What the task requires - In the records below, find the line containing "Please drop a marker on every instance of the tilled". Restate it and all the lines after it exactly, and omit the rest.

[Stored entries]
Start of Block

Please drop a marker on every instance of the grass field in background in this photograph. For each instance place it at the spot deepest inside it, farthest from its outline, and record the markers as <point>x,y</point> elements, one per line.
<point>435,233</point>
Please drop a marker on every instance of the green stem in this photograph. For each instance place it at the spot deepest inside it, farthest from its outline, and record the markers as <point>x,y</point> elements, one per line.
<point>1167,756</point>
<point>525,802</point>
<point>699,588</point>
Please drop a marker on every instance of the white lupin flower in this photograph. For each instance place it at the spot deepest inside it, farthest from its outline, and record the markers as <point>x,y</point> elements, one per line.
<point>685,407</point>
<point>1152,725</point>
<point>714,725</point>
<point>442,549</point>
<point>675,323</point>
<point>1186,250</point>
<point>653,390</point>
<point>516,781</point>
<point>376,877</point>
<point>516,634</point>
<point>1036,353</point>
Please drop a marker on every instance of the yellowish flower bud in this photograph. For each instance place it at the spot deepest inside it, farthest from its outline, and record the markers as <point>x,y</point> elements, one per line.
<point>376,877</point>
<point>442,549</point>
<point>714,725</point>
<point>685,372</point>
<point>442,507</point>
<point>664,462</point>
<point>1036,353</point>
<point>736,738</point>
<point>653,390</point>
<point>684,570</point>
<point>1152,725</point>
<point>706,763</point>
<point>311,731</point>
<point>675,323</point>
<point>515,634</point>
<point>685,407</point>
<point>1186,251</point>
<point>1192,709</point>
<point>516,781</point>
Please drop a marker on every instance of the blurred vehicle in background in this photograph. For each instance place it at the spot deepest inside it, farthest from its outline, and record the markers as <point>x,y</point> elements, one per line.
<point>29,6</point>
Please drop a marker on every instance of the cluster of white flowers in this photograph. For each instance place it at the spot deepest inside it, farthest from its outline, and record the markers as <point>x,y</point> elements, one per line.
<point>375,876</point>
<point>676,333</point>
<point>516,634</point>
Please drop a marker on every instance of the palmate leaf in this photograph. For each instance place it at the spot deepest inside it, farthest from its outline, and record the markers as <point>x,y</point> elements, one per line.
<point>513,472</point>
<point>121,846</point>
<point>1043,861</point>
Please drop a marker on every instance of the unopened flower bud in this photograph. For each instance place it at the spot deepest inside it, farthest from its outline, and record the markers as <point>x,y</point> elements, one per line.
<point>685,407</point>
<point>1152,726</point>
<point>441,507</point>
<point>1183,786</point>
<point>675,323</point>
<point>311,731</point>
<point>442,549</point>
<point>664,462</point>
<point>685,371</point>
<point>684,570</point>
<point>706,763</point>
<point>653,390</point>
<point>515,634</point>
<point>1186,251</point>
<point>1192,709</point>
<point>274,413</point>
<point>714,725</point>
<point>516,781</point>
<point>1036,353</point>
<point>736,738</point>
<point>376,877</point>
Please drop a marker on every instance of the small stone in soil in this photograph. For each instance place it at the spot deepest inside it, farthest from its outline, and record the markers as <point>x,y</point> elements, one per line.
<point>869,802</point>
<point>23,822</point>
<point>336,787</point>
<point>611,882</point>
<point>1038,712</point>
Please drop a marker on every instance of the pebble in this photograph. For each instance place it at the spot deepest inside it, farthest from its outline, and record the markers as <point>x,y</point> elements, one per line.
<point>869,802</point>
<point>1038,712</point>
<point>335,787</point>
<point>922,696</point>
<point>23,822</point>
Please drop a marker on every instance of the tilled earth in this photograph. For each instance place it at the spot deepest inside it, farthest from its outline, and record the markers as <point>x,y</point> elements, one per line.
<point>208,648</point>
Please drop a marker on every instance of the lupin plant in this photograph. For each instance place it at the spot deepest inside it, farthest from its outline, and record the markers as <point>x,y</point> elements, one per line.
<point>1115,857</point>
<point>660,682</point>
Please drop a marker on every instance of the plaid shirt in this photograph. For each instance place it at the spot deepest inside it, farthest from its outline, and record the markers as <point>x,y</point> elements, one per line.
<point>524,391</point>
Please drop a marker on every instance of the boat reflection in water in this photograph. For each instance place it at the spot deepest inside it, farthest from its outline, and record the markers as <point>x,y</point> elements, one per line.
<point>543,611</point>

End of Block

Output below -
Please drop a marker on every instance of the tilled earth in this photograph. For each instance place it at the spot deepest inside it, farthest from its outline, and record the markers as <point>x,y</point> elements, one per line.
<point>208,648</point>
Please drop a marker on every instance of the lupin plant in this photograph. For each instance place it at the spot deepest inside it, farthest from its outline, and record the markers as <point>x,y</point> elements, one per line.
<point>1115,857</point>
<point>660,682</point>
Please drop a marker on every instance of the plaid shirt in this photograph. For each instance place it at the spot deepest inside it, farthest from its outline, and record the markers as <point>x,y</point> elements, one per line.
<point>524,391</point>
Please drop a marker on every instance of the boat reflection in water in this photograph. For each instance place it at the spot deepest inside it, farthest from its outline, and record the markers as <point>x,y</point> elements, one per line.
<point>543,611</point>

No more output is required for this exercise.